[[ Data in this exercise, beginning ]]
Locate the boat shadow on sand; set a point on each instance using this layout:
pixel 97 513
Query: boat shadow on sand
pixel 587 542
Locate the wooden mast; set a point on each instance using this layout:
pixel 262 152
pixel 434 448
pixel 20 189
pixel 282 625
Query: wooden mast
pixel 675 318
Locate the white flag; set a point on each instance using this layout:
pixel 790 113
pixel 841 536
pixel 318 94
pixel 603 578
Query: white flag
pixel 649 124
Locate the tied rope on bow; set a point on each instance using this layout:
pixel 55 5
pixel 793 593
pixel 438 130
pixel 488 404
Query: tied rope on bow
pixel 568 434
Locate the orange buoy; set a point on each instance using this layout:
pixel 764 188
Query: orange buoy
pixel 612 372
[[ Data in this exercise, end ]]
▸ Your objective
Please output all the lines above exactly as given.

▸ Response
Locate the boat shadow on sand; set a point on each instance using this layout:
pixel 97 513
Query: boat shadow on sand
pixel 587 542
Locate the wooden mast; set a point on each instance using this layout:
pixel 262 152
pixel 434 448
pixel 20 189
pixel 282 625
Query: wooden mast
pixel 675 318
Locate the white flag; set a point on each instance using this layout:
pixel 790 113
pixel 841 536
pixel 318 94
pixel 603 578
Query: white flag
pixel 649 124
Locate the tied rope on bow; set a point on each instance using this layout:
pixel 55 5
pixel 793 593
pixel 438 130
pixel 488 404
Query: tied rope on bow
pixel 568 434
Locate the orange buoy; set a point on each instance using this layout:
pixel 764 188
Query: orange buoy
pixel 612 372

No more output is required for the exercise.